Tasks to complete>
**1.** Answer these questions from the forum thread on LLM inference hardware:
(a) According to hackernudes, what does Bitcoin mining consist of?
(b) What single operation did the TPU initially have, according to YetAnotherNick?
(c) According to imtringued, what is the bottleneck for most NPUs?
**2.** Quote the forum thread on LLM inference hardware word for word, from "Google's TPU is" up to and including "for matrix multiplication.".

Text segment>
────────────────

Looks like LLM inference will follow the same path as Bitcoin: CPU -> GPU -> FPG...

hackernudes · 2024-09-27T16:05:17 1727453117

I really doubt it. Bitcoin mining is quite fixed, just massive amounts of SHA256. On the other hand, ASICs for accelerating matrix/tensor math are already around. LLM architecture is far from fixed and currently being figured out. I don't see an ASIC any time soon unless someone REALLY wants to put a specific model on a phone or something.

YetAnotherNick · 2024-09-27T16:42:00 1727455320

Google's TPU is an ASIC and performs competitively. Also Tesla and Meta is building something AFAIK.

Although I doubt you could get lot better as GPUs already have half the die area reserved for matrix multiplication.

danielmarkbruce · 2024-09-27T18:11:04 1727460664

It depends on your precise definition of ASIC. The FPGA thing here would be analogous to an MSIC where m = model.

It's clearly different to build a chip for a specific model than what a TPU is.

Maybe we'll start seeing MSICs soon.

YetAnotherNick · 2024-09-27T19:43:40 1727466220

LLMs and many other models spend 99% of the FLOPs in matrix multiplication. And TPU initially had just single operation i.e. multiply matrix. Even if the MSIC is 100x better than GPU in other operations, it would just be 1% faster overall.

danielmarkbruce · 2024-09-27T20:56:20 1727470580

You can still optimize various layers of memory for a specific model, make it all 8 bit or 4 bit or whatever you want, maybe burn in a specific activation function, all kinds of stuff.

No chance you'd only get 1% speedup on a chip designed for a specific model.

pzo · 2024-09-28T00:13:02 1727482382

Apple has Neural Engine and it really speeds up many CoreML models - if most operators are implemented in NPU inference will be significantly faster than on GPU on my Macbook m2 max (and they have similar NPU as those in e.g. iPhone 13). Those ASIC NPU just implements many typical low level operators used in most ML models.

imtringued · 2024-09-28T11:32:21 1727523141

99% of the time is spent on matrix matrix or matrix vector calculation. Activation functions, softmax, RoPE, etc basically cost nothing in comparison.

Most NPUs are programmable, because the bottleneck is data SRAM and memory bandwidth instead of instruction SRAM.

For classic matrix matrix multiplication, the SRAM bottleneck is the number of matrix outputs you can store in SRAM. N rows and M columns get you N X M accumulator outputs. The calculation of the dot product can be split into separate steps without losing the N X M scaling, so the SRAM consumed by the row and column vectors is insignificant in the limit.

────────────────

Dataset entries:
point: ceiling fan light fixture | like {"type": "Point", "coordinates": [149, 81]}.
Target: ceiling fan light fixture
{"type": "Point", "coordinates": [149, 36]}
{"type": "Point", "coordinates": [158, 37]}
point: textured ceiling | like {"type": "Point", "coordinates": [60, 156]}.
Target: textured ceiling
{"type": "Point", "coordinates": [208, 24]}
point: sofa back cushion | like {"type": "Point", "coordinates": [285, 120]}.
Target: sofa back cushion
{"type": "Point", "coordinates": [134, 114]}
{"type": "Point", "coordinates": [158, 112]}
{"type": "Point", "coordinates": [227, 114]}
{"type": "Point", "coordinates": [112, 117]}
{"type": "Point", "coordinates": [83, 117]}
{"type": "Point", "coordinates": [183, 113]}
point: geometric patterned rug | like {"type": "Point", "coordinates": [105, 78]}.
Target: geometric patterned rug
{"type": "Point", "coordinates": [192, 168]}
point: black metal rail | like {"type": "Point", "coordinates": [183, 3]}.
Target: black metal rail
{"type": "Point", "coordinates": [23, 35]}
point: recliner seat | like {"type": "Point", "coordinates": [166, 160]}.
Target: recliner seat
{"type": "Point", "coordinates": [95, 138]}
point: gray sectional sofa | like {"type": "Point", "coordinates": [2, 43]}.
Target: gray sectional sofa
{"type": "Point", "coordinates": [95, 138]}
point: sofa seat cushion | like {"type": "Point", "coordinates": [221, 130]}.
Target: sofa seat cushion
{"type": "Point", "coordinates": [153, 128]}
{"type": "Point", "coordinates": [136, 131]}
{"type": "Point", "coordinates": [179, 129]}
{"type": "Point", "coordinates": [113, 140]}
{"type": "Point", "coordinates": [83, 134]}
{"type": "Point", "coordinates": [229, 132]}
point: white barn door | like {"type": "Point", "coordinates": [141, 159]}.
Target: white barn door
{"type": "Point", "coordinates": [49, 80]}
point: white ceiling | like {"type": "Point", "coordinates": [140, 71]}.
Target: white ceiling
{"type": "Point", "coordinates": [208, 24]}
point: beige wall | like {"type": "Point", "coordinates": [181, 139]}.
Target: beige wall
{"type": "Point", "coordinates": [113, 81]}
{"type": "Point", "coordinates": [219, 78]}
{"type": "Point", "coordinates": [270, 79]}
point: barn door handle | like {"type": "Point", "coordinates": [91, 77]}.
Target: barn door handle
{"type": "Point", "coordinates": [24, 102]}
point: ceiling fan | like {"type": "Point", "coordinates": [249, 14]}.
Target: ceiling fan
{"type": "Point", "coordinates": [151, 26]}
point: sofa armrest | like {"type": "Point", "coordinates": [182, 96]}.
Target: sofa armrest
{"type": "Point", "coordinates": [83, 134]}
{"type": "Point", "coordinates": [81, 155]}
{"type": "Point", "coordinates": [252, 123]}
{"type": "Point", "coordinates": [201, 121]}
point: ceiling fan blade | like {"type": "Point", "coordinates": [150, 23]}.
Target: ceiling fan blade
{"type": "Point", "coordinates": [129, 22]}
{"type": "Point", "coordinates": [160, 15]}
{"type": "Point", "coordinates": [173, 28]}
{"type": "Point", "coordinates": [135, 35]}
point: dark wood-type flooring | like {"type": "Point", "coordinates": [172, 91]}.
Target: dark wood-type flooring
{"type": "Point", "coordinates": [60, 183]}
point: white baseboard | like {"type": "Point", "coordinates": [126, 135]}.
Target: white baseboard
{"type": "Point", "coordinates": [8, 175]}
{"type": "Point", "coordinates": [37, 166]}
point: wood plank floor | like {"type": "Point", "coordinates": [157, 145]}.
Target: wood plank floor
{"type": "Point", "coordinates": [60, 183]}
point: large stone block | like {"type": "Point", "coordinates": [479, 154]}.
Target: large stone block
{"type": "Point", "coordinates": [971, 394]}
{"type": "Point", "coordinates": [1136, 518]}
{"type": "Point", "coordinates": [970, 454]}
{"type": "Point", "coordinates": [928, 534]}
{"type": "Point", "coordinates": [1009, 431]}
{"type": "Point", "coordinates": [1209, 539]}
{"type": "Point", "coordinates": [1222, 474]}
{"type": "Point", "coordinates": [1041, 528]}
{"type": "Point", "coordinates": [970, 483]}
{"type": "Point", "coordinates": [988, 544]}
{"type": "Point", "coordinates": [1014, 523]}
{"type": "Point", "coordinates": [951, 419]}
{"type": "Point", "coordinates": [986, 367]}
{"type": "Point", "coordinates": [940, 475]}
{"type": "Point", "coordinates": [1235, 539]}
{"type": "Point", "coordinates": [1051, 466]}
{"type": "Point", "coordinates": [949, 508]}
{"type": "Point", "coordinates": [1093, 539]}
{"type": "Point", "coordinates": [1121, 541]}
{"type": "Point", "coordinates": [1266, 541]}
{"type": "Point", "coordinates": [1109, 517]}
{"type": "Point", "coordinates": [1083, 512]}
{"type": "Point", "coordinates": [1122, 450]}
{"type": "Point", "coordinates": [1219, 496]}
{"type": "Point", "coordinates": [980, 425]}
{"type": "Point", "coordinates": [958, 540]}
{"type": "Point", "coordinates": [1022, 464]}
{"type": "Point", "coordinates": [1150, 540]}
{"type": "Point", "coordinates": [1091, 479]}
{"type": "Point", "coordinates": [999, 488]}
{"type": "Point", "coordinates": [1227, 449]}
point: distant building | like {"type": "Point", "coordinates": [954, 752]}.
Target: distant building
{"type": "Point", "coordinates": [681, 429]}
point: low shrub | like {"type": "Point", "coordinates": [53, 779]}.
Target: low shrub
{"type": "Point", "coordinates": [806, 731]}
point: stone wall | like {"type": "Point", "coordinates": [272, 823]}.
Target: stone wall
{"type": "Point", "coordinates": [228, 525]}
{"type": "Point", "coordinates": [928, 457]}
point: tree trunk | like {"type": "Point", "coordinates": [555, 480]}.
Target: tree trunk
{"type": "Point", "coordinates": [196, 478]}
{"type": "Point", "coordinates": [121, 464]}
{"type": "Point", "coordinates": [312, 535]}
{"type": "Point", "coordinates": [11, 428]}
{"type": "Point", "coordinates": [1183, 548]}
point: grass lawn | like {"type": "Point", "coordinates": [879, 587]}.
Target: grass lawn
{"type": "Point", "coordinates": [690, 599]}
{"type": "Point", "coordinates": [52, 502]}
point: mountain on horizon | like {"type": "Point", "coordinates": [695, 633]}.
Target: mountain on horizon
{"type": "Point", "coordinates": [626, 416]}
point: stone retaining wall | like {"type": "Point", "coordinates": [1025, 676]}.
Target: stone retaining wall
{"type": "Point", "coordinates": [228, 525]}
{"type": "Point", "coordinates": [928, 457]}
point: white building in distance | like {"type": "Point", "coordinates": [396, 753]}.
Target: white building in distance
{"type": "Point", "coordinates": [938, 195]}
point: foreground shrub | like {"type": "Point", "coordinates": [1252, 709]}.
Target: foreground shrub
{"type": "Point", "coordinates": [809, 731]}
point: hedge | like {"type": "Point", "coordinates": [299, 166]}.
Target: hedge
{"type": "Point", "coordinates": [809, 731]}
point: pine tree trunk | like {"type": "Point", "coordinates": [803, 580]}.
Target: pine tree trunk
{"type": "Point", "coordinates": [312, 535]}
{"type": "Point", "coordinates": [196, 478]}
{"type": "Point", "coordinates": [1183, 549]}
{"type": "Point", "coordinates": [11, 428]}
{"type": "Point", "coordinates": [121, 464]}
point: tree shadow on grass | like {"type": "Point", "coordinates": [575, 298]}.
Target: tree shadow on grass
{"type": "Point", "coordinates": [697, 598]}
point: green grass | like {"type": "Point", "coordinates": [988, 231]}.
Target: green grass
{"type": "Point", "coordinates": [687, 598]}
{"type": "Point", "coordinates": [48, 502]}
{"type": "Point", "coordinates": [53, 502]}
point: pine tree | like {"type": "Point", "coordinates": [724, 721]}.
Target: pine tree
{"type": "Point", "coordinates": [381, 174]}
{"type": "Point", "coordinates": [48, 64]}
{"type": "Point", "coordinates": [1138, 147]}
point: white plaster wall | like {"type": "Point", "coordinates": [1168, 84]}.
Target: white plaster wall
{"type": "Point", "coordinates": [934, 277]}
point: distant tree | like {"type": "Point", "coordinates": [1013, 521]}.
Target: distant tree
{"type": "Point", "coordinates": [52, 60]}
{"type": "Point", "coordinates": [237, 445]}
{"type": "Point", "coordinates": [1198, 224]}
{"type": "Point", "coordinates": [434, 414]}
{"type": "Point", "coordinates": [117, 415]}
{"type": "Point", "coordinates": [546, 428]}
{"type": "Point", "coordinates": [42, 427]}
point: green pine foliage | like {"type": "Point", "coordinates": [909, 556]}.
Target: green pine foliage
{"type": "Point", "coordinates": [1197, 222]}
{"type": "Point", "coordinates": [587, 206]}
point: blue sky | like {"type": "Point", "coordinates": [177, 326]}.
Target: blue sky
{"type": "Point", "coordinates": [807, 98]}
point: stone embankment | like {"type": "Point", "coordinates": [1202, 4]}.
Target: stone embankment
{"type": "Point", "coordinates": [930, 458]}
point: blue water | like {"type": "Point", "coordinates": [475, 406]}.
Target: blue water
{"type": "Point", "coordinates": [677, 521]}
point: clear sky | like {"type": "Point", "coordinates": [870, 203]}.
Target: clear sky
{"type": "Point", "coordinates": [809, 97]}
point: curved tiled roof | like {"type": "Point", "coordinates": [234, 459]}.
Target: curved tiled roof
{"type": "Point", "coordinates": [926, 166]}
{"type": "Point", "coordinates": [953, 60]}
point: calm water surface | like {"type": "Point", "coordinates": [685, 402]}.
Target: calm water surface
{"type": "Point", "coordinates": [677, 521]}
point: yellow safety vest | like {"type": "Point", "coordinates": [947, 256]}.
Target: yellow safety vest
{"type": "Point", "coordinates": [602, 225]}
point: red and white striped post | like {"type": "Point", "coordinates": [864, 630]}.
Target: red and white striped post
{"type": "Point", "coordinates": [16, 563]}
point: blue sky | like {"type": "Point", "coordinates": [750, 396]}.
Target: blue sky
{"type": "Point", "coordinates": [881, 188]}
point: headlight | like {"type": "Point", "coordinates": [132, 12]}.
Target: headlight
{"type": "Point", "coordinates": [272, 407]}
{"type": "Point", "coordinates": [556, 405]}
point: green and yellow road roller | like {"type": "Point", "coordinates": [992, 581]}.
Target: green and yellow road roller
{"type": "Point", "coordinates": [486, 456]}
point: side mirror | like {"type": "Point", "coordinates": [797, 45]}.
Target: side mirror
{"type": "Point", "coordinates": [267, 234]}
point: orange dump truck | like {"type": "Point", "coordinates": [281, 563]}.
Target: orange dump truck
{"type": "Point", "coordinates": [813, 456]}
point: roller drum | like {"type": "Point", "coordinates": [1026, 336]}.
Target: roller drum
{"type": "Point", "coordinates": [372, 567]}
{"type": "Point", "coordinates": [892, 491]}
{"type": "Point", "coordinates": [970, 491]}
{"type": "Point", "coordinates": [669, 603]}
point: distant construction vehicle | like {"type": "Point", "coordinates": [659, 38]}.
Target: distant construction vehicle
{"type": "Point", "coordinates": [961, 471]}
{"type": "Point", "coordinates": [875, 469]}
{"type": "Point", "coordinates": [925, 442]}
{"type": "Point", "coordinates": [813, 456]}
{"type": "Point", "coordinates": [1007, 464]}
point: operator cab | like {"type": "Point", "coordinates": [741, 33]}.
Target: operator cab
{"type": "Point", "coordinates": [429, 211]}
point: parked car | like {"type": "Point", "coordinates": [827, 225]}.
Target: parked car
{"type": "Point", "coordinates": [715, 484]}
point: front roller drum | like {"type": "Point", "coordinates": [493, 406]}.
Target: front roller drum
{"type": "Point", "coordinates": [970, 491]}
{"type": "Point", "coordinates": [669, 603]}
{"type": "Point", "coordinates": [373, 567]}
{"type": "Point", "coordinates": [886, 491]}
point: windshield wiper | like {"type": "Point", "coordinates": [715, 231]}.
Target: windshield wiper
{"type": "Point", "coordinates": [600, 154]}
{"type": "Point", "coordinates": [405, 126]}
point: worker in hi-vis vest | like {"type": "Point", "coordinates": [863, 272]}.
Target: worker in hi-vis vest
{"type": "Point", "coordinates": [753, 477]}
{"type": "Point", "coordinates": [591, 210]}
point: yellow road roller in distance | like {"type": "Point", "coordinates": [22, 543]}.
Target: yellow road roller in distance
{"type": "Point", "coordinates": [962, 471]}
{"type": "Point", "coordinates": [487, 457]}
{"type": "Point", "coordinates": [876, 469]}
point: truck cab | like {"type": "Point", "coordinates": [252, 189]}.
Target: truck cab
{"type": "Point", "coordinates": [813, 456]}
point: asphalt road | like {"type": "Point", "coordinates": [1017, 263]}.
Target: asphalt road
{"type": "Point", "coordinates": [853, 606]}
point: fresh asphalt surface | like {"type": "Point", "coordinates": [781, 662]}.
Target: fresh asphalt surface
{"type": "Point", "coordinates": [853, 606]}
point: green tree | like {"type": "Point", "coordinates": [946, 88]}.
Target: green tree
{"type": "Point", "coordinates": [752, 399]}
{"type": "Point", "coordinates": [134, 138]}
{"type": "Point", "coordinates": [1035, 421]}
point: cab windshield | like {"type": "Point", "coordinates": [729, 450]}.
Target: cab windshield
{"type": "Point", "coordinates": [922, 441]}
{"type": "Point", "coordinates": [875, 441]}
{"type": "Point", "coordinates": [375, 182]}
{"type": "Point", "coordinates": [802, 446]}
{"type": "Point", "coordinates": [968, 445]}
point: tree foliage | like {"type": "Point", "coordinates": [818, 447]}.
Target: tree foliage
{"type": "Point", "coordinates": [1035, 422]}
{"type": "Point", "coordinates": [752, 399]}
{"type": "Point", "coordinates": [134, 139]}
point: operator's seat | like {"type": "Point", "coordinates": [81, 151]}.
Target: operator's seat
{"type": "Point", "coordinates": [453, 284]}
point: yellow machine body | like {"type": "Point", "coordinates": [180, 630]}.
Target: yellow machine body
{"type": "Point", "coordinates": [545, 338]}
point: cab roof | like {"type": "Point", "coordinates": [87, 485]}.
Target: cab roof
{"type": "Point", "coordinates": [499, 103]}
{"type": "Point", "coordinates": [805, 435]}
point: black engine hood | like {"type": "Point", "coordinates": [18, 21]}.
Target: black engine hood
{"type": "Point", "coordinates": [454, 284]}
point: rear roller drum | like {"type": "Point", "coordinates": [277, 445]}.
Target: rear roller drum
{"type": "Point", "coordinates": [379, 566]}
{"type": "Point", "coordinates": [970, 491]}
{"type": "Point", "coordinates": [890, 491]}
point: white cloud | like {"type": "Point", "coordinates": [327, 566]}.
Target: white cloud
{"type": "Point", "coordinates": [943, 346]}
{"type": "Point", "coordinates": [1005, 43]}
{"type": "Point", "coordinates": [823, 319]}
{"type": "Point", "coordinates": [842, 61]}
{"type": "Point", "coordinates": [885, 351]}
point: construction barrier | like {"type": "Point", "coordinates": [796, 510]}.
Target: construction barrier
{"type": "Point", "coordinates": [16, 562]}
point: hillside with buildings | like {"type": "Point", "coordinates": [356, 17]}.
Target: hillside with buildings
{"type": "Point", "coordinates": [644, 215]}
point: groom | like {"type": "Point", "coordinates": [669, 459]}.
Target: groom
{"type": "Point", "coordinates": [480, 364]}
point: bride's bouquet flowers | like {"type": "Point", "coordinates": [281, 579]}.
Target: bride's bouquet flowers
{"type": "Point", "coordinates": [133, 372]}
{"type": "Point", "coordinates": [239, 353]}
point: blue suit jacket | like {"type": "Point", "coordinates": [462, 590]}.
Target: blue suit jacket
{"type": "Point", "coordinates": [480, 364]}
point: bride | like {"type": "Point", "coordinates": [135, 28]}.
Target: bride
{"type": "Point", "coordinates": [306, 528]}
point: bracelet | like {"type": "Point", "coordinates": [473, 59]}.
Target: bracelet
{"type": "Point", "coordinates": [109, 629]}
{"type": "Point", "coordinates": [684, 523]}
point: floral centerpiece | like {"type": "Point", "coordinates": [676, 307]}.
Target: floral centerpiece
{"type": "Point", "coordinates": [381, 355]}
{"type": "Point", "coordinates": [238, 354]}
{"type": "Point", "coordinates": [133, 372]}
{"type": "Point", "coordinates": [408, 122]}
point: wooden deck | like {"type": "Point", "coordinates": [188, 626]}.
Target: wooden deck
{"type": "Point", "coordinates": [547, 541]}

────────────────

Results of the tasks>
**1.**
(a) Massive amounts of SHA256.
(b) Matrix multiplication.
(c) Data SRAM and memory bandwidth, rather than instruction SRAM.

**2.**
Google's TPU is an ASIC and performs competitively. Also Tesla and Meta is building something AFAIK.

Although I doubt you could get lot better as GPUs already have half the die area reserved for matrix multiplication.